# The request:
Collect every line of the entries below that contains the word "instance", copying each such line in full. Treat case as significant when matching.

____

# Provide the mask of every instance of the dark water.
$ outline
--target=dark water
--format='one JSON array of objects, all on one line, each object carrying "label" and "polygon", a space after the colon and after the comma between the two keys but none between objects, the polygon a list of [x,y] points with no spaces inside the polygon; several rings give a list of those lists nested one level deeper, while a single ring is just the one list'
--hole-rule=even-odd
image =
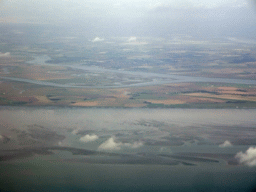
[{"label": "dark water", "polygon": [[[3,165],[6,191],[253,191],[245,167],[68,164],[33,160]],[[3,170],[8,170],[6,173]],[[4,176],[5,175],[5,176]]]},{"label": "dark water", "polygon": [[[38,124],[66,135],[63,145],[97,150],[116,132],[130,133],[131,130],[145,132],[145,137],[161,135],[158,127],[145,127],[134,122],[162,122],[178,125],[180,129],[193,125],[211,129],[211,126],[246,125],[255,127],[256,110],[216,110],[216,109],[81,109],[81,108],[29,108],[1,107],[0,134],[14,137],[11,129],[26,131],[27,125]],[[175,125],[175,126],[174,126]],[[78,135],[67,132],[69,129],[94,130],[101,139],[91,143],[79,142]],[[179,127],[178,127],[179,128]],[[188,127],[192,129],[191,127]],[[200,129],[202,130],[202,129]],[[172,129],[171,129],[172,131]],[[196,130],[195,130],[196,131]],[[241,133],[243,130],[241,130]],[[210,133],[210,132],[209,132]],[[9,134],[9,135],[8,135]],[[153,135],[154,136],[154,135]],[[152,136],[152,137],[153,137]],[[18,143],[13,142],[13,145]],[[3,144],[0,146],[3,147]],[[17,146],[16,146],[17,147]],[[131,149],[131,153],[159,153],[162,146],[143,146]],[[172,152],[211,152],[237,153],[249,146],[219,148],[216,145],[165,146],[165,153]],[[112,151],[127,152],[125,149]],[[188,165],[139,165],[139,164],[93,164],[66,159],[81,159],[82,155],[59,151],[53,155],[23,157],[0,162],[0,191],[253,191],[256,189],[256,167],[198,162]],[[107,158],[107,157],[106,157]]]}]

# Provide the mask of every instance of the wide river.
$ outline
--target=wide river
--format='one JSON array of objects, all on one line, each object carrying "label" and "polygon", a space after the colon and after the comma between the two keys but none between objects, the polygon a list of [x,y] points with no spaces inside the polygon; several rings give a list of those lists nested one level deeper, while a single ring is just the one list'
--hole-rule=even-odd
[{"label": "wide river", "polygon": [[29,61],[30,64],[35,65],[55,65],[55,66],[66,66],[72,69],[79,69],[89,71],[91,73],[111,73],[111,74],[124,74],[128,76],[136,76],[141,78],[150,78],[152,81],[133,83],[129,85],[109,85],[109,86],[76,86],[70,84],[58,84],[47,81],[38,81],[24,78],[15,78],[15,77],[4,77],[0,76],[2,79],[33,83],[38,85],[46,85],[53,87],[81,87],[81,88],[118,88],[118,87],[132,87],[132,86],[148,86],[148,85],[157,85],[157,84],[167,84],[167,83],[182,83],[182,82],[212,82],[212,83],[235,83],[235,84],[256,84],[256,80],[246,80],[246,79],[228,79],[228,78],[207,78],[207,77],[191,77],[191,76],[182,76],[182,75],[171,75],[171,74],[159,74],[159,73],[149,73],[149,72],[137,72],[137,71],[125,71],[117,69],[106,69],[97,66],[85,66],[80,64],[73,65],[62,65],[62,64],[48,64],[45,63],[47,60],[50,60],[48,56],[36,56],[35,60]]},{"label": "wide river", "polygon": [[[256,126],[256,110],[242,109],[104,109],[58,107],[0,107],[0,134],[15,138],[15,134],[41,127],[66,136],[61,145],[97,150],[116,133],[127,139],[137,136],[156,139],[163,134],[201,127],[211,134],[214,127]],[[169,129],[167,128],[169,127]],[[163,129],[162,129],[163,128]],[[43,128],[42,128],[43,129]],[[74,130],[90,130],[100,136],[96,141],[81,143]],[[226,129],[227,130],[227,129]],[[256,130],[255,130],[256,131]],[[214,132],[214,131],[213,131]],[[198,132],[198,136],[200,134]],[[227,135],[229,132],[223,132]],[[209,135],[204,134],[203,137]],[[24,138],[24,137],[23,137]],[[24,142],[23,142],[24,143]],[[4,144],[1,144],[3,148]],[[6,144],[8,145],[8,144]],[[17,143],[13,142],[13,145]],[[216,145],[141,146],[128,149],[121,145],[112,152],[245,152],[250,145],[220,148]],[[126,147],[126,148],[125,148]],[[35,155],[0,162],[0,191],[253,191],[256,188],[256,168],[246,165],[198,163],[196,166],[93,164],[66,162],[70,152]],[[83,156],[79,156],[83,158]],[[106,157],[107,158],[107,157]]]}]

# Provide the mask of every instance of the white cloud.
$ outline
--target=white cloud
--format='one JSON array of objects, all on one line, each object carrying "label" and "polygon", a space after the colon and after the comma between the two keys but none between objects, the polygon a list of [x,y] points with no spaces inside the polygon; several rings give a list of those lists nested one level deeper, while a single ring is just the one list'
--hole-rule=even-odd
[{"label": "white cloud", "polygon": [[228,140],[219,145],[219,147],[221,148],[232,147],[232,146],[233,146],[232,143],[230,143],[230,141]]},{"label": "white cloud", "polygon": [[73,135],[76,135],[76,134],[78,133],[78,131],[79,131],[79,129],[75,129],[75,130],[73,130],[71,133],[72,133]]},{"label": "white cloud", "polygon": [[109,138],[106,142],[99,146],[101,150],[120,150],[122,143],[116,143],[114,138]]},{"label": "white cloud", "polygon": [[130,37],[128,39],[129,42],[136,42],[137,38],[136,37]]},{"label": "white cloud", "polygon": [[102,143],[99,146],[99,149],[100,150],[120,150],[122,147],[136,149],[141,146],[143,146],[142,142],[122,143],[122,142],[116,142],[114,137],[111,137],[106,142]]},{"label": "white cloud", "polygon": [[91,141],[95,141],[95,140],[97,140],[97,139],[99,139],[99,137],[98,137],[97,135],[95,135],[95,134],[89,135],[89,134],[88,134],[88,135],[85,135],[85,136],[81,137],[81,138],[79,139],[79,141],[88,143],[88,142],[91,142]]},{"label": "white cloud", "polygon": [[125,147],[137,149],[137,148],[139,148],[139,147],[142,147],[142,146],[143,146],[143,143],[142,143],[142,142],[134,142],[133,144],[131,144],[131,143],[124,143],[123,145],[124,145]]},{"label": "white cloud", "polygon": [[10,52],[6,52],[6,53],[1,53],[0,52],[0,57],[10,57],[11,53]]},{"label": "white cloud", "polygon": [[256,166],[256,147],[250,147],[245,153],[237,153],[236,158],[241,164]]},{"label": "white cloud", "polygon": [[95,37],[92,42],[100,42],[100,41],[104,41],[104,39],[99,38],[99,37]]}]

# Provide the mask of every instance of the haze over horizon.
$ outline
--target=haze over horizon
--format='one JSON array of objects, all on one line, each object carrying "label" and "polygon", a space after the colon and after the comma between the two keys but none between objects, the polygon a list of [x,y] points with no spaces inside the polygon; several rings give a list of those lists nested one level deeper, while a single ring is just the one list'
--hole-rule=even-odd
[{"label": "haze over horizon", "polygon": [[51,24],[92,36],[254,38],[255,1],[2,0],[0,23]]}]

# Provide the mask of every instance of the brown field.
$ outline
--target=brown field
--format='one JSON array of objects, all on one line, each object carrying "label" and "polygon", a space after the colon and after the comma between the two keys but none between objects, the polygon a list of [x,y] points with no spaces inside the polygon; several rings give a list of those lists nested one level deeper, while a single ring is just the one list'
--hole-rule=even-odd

____

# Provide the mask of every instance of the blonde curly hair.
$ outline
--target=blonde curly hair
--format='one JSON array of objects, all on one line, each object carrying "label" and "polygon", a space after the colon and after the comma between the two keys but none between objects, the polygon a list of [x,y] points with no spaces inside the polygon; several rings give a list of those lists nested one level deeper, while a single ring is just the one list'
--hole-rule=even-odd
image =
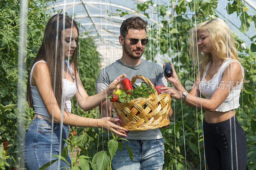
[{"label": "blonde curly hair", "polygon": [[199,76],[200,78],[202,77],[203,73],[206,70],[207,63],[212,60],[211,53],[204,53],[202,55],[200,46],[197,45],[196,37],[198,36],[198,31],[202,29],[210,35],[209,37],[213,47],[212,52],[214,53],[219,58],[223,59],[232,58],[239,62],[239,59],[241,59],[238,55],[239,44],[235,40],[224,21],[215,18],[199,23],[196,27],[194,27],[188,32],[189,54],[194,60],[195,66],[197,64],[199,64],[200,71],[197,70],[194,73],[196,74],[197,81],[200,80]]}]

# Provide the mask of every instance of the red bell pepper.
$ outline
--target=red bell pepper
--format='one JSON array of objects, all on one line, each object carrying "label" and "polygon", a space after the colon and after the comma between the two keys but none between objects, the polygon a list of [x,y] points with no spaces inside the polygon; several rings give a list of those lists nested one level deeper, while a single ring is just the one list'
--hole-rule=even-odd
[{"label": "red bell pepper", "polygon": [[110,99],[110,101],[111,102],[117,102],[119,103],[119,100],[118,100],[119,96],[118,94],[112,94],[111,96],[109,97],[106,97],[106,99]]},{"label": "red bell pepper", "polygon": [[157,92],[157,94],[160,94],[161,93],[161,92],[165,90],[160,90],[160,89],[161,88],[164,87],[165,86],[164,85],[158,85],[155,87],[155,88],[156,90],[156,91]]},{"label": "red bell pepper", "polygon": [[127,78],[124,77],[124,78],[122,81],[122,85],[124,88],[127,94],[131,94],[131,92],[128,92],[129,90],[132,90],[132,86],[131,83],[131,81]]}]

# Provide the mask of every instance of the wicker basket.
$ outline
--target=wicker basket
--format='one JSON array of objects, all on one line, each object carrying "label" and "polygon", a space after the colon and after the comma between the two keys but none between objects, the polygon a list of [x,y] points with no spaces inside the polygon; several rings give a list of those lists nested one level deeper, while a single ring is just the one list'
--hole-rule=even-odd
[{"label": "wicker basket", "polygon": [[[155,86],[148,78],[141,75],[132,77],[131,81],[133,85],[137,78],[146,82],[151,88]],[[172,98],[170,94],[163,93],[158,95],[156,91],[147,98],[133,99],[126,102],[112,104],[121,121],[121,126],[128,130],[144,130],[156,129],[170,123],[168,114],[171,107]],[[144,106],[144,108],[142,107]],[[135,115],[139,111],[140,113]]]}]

____

# The solution:
# Provide the mask of every instance of the dark water.
# Provide the mask of every instance of the wide river.
# Provide the mask of every instance of the white cloud.
# Provide the mask of every instance of the haze over horizon.
# Provide the mask of every instance of the brown field.
# Provide the mask of every instance of the blonde curly hair.
# Provide the mask of every instance of the red bell pepper.
# Provide the mask of every instance of the wicker basket.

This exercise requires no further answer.